◆ Material:
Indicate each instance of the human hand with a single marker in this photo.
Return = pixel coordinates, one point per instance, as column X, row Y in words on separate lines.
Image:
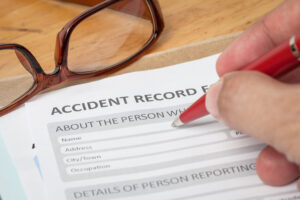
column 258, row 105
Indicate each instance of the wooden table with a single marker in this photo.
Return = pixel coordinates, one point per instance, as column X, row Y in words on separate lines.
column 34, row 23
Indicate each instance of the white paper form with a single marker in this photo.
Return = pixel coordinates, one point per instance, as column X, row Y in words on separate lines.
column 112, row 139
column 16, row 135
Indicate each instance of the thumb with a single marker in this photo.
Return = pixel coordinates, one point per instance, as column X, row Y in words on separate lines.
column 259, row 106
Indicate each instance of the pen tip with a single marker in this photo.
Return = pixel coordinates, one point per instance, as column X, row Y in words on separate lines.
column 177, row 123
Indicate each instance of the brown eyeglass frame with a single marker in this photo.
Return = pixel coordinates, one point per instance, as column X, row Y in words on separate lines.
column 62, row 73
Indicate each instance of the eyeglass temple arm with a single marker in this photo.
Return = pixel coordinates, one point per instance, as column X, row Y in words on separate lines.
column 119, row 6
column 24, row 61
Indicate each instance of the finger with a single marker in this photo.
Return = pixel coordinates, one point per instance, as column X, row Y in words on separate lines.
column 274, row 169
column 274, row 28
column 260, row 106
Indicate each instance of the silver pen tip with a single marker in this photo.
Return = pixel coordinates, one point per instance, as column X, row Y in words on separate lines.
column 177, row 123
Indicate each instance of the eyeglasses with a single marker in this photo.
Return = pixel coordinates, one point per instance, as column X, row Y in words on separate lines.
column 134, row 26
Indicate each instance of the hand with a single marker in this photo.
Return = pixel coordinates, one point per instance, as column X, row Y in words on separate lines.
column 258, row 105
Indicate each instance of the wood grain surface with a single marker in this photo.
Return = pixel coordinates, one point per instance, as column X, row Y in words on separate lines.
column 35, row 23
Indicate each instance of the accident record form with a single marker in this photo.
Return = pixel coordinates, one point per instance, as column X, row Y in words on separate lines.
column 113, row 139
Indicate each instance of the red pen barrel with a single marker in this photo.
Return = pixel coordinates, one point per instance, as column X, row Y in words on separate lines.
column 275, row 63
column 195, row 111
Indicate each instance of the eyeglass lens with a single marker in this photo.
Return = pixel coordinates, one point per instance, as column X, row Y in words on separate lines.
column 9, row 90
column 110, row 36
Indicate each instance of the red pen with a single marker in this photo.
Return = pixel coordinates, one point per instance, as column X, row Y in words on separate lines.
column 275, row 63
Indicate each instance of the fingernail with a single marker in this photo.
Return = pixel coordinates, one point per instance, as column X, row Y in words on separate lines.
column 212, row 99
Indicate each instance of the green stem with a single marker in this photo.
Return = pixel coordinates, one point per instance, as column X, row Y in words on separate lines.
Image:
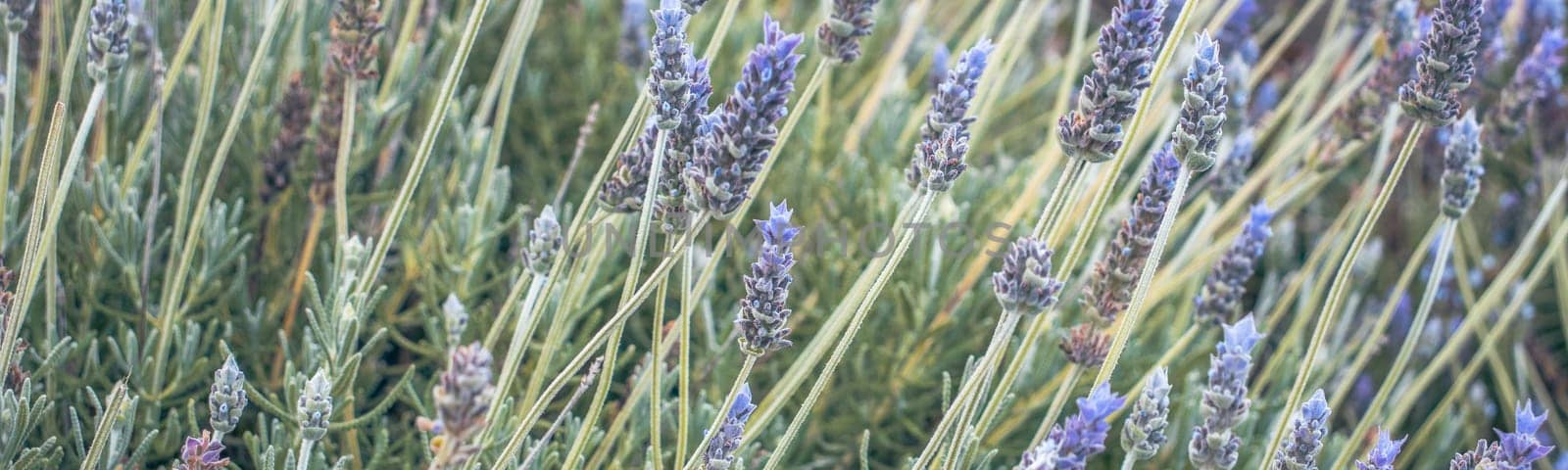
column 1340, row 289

◆ Task brief:
Write the records out once more, exactly as they appear, with no pictures.

◆ The answer:
Indicate each instance of the human hand with a single marker in this photo.
Return = pixel coordinates, one point per instance, as column X, row Y in words on separate lines.
Image:
column 258, row 105
Indicate each instance of the wooden table with a single marker in this photo.
Return = pixel coordinates, one point per instance, as column X, row Y in words on separate lines.
column 34, row 23
Indicate each instance of the white paper form with a single marker in this photo.
Return = pixel coordinates, one point per instance, as column X, row Y in words on separate lines.
column 112, row 139
column 16, row 135
Indicate each instance of the thumb with a single marker in this photo.
Return = pixel coordinates, one point per instance, as column X, row Y in words on separate lines.
column 259, row 106
Indicate each instance of the pen tip with a single marker in this photo.
Return = pixel coordinates, one point per instance, as column X, row Y in words on separate lines.
column 177, row 123
Indicate each instance of the brown eyeglass frame with a single marker in this photo.
Return = pixel coordinates, one point per instance, as column X, row Y in words on separate lines.
column 62, row 73
Indicate each instance of the eyeglass temple arm with a single marker in this photo.
Return = pixel coordinates, one point per instance, as column X, row Y in words on separate lines.
column 119, row 6
column 24, row 61
Indicate each instance of the finger with a single marker in this photo.
Return = pixel coordinates, one point per instance, as column X, row Y in words on separate lines.
column 274, row 169
column 274, row 28
column 260, row 106
Indicate each instance of the silver pen tip with a single marker in this photo.
Return = pixel coordinates, one point per instance, as column X, row Y in words on separate lines.
column 177, row 123
Indicate each instance of the eyeglasses with a single marker in this photo.
Return = pixel coordinates, one point per instance, as column X, row Y in words on separate lines.
column 134, row 26
Indicate each instance of the hand with a single marker in this photo.
Return = pixel coordinates, one point per instance, as column X, row Y in words on separate lines.
column 258, row 105
Indicate each instance of the wood grain surface with a single marker in this photo.
Return = pixel coordinates, one point per instance, as column X, row Y in words on separate lines.
column 35, row 23
Indicate each instance of the accident record form with a single marker in this photo.
Return = pixel coordinates, one point per instance, as column X, row Y in words on separate lines.
column 113, row 139
Indicate each instance of the red pen barrel with a single marker in this photo.
Return = pixel coordinates, one point per instance, as column X, row Y in words on separate lines.
column 275, row 63
column 195, row 111
Indicate each instance of the eyeglass lens with a single marker in this photo.
Return = pixel coordinates, one point per instance, as column X, row Y in words on separate lines.
column 9, row 90
column 110, row 36
Indicate each instance of the red pen with a single marker in this photo.
Return = pixel coordinates, one point per instance, as column X, row Y in words on separate lines.
column 275, row 63
Indicate each instance of the fingernail with a single marker in this photo.
Return = pixel coordinates, one point per instance, as column X, row Y in words on separate lines.
column 212, row 99
Indicate each instance of the green stem with a single marker in this photo.
Return = pixel coordinates, one point per instance, as column X, row Y in words on separate lines.
Image:
column 1340, row 289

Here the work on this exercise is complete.